§ **Extract to read**
Waking up, breakfast – I won’t bore you with those details! But…there is music. LOTS of music!
I will confess, I didn’t catch the entire day’s show. Jeffrey Osborne does not appeal to me, and I had forgone DW3 in order to have a late post-lunch meetup with my ladies and finally meet Tony Exum, Jr.
But…here’s what happened.
Down to the Bone
I love the irony of this one. DTTB is a band that’s best known for its New York City-themed acid jazz. You have Long Way from Brooklyn. You have Staten Island Groove (again, what groove? SI has none, far as I can tell ya). You have the worldwide-known Brooklyn Heights. And the band’s British!
Go figure. :)

§ **Source excerpt**
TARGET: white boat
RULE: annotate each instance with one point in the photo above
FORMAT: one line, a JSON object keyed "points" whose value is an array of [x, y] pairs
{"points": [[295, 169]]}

§ **Written request**
Reproduce the concert recap, everything from "I will confess, I" down to "the band’s British!", swapping "irony" for "humor".

§ **Exercise output**
I will confess, I didn’t catch the entire day’s show. Jeffrey Osborne does not appeal to me, and I had forgone DW3 in order to have a late post-lunch meetup with my ladies and finally meet Tony Exum, Jr.
But…here’s what happened.
Down to the Bone
I love the humor of this one. DTTB is a band that’s best known for its New York City-themed acid jazz. You have Long Way from Brooklyn. You have Staten Island Groove (again, what groove? SI has none, far as I can tell ya). You have the worldwide-known Brooklyn Heights. And the band’s British!